Count the lines in the entries below that contain the string "covered", matching case exactly, and give only that number.

Entries locating objects in an image:
□ □ □

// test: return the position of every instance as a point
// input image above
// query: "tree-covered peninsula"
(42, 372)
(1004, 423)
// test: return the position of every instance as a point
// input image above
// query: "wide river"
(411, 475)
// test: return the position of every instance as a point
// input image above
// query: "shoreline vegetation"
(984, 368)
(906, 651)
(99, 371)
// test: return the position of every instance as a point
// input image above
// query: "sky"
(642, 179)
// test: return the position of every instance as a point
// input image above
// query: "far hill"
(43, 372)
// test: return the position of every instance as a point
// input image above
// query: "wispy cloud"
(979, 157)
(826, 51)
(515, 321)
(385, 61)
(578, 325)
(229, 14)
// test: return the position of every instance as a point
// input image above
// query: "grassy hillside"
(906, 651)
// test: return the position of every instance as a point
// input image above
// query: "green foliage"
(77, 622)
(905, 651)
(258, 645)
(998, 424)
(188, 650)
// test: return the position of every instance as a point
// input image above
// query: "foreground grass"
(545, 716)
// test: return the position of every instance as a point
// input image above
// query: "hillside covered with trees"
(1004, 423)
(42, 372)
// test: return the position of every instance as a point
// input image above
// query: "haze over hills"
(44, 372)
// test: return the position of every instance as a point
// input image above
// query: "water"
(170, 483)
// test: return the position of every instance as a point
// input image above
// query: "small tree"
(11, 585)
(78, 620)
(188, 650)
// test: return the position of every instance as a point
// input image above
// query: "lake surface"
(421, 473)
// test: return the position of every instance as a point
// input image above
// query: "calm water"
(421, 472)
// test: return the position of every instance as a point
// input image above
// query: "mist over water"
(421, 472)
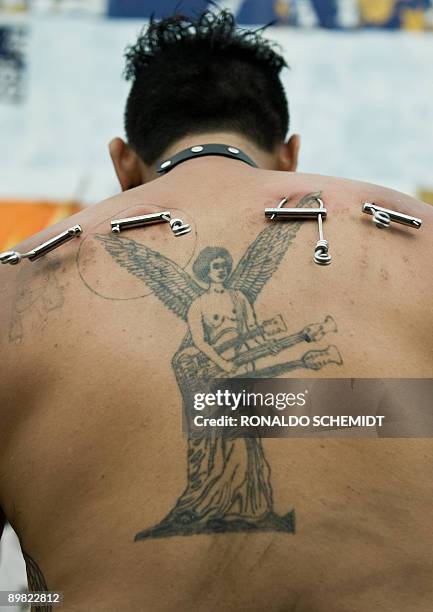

□ □ □

▶ The solution: 2